▶ **What you need to do**:
Images are to be left out; everything else in the listing should be repeated exactly.
+ + + + + + +
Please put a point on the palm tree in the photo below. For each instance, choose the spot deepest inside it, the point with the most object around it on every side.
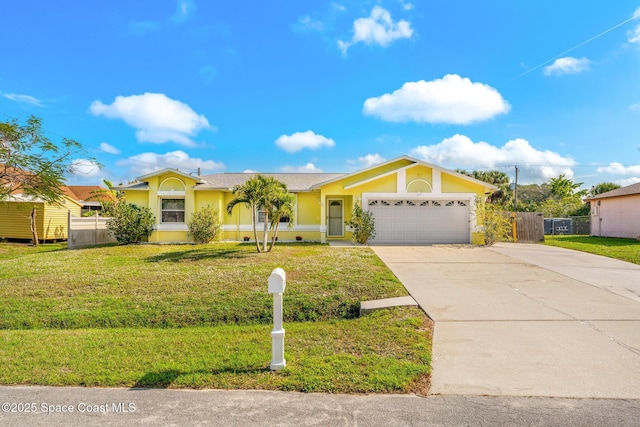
(248, 194)
(282, 206)
(268, 194)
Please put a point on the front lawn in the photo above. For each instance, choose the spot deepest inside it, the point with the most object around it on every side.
(622, 249)
(200, 316)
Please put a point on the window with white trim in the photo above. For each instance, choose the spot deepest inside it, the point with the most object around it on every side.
(172, 210)
(262, 214)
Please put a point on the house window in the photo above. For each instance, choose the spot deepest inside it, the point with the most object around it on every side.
(173, 210)
(262, 214)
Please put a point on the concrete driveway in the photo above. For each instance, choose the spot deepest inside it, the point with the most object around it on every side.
(526, 320)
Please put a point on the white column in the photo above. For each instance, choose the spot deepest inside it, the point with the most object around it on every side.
(277, 283)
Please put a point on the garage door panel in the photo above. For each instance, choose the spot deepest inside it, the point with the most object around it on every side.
(421, 221)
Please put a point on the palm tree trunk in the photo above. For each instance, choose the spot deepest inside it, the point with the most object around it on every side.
(34, 226)
(275, 235)
(255, 229)
(265, 238)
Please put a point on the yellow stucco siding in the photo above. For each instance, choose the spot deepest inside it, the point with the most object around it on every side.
(419, 179)
(455, 184)
(51, 221)
(308, 208)
(15, 220)
(140, 198)
(382, 169)
(56, 220)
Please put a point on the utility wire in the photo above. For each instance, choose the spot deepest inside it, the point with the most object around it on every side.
(636, 15)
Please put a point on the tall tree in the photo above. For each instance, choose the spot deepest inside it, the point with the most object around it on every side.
(603, 187)
(498, 178)
(269, 195)
(33, 165)
(248, 194)
(282, 206)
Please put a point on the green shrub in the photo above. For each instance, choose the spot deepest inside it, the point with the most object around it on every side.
(362, 224)
(131, 223)
(204, 224)
(496, 223)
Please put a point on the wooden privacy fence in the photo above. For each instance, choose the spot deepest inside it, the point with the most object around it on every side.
(88, 231)
(530, 227)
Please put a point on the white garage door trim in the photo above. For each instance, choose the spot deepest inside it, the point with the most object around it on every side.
(412, 218)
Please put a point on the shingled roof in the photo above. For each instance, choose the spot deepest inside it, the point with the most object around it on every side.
(295, 182)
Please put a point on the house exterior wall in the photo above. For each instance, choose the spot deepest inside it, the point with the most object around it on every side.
(616, 217)
(56, 220)
(393, 178)
(51, 221)
(15, 220)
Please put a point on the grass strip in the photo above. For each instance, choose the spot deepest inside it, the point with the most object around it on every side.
(622, 249)
(387, 351)
(168, 286)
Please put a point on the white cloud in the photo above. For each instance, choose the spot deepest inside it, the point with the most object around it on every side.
(184, 8)
(24, 99)
(108, 148)
(616, 168)
(378, 29)
(84, 169)
(634, 36)
(155, 117)
(461, 152)
(452, 100)
(627, 181)
(308, 168)
(406, 6)
(145, 163)
(308, 23)
(567, 65)
(301, 140)
(371, 160)
(143, 27)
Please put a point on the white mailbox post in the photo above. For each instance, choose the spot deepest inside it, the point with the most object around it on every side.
(277, 283)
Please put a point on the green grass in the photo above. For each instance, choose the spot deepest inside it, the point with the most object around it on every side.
(200, 317)
(184, 285)
(383, 352)
(622, 249)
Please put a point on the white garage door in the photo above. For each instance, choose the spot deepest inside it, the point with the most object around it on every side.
(421, 221)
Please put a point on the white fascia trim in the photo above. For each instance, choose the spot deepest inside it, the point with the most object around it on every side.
(171, 193)
(171, 227)
(248, 227)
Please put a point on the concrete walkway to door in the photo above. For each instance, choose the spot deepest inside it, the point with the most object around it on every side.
(526, 320)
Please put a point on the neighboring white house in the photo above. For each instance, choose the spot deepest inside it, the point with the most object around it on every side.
+ + + + + + +
▶ **Answer to this exercise**:
Please put a point on the palm tree in the photo below. For each instance, choose the spot deepest inside it, the point with the most object around it on every side.
(248, 194)
(282, 206)
(268, 194)
Please put a point on the front lawn in the photo above. For each instance, choose the spot deepest inside it, the point with the most object around it on every side.
(622, 249)
(200, 316)
Please put a point on the window with white trim in the photo above. For each instance, choose the spot deepest inside it, the point with the most object around it on every side.
(172, 210)
(262, 214)
Please put a point on the house window in the photo above. For each instance, choose the spot deepest inside it, the point with the most object around it on every side.
(173, 210)
(262, 214)
Please put a point on the concrete driveway in the photo above. For each instance, choose the spot deepest inside it, the point with the most object around it on every side.
(526, 320)
Please put a point on the white column in the photo above. For each instance, choose the spot deepest inside it, the point with the most object around it on every side.
(277, 283)
Please put a point on the garage door panel in the photo above. For each instance, choose the spot deepest inside it, the point with the most object around it on every side.
(421, 221)
Please put a point on the palm tree trunk in the photo above. For each instance, choose the spot deepest inside it, the point with the most object around it on every side.
(34, 226)
(275, 235)
(255, 229)
(265, 238)
Please put a point on the yellow stucco siding in the photo above. For each instance, choose the spot deepest inside it, the point with the most object around it on every side.
(419, 179)
(455, 184)
(51, 221)
(308, 208)
(15, 220)
(140, 198)
(382, 169)
(56, 220)
Please put a point on the utility wire in the photo above. For each instance, choose the spot deepest inside it, the point with the most object around it on every side.
(636, 15)
Please put a point on the tall tree in the photo above. For each instance, choose the spot deepest inside it, the point with the most object around it on every side.
(603, 187)
(498, 178)
(269, 195)
(33, 165)
(248, 194)
(282, 206)
Please put a point on the green shrub in the photo above. For each instance, choose the spot deepest inside it, the point with the most object around it on every side.
(362, 224)
(131, 223)
(204, 224)
(496, 223)
Please put a point on the wooden privacy fence in the photo above. For each instance, choose the spot deepest inside it, the point with the most object around it on every side.
(88, 231)
(530, 227)
Please put a point on the white garage door trim in the photo above. For each instance, choose the spot deepest inside it, the point with the most object around it on every side.
(412, 218)
Please put a point on the shingled roof in the photo above. For each instance, choose the spot deepest inside it, the point with the most object around it on every side.
(295, 182)
Please put a point on the house exterior wall in the photo above. For each instance, choose the spot deepest inside it, the point with the most object around it on every side.
(616, 217)
(56, 220)
(393, 178)
(51, 221)
(15, 220)
Please put a point on the grass strip in the photo above. For each instance, choose the spot deepest inside it, the point with the most object around it on every side.
(622, 249)
(387, 351)
(168, 286)
Please put a point on the white cloud in the photo above. For each instance, choose the spot deepest inside it, the point with the most object around it on every side.
(184, 8)
(24, 99)
(108, 148)
(616, 168)
(378, 29)
(84, 169)
(634, 36)
(155, 117)
(461, 152)
(452, 100)
(627, 181)
(308, 168)
(406, 6)
(145, 163)
(308, 23)
(567, 65)
(301, 140)
(371, 160)
(143, 27)
Please put a point on the white mailbox post in the photo above. For each instance, choose the spot deepest inside it, the point with the most object around it on every side.
(277, 283)
Please put a point on the green grass in the photo above. For each instance, choose the spot deepest inside it, the point with the most object around it on every side.
(200, 317)
(184, 285)
(383, 352)
(622, 249)
Please put a point on the white garage door in the photo above. For each instance, choose the spot deepest inside it, the point with the most object around it on every side.
(421, 221)
Please put a point on the white fascia trim in the photo above. For each instance, choose the spot deepest inside it, the point with the most object around it on every side.
(171, 193)
(171, 227)
(248, 227)
Please put a point on the concrete walkway to door in the photo above. For each instance, choose the spot deepest inside it, the point with the most object around it on every side.
(526, 320)
Please put a point on the neighboring white house in the photo above. For each instance, choose the spot deepest inside it, the point with the most object around it on every side.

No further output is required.